> **Aim**: Copy every one of the records below word for word, but leave out the pictures.

## BEGIN Records for processing

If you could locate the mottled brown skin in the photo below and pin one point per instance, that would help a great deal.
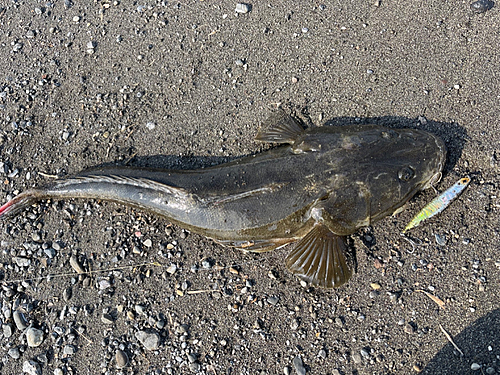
(341, 178)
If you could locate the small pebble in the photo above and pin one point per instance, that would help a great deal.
(107, 319)
(34, 337)
(150, 340)
(67, 293)
(481, 6)
(172, 268)
(7, 330)
(14, 353)
(356, 357)
(242, 8)
(322, 353)
(32, 368)
(73, 261)
(440, 239)
(273, 300)
(121, 359)
(20, 320)
(408, 328)
(22, 261)
(475, 366)
(299, 366)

## END Records for processing

> **The solution**:
If you could locate the mottled brown skin in the photo below and pin one point per instance, that would help a great deal.
(341, 178)
If you could locate the small pebble in the photo above and pin one point per instance, that would help a great deal.
(107, 319)
(34, 337)
(150, 340)
(67, 293)
(481, 6)
(172, 268)
(7, 330)
(14, 353)
(356, 357)
(242, 8)
(322, 353)
(32, 368)
(73, 261)
(440, 239)
(273, 300)
(121, 359)
(20, 320)
(408, 328)
(22, 261)
(475, 366)
(299, 366)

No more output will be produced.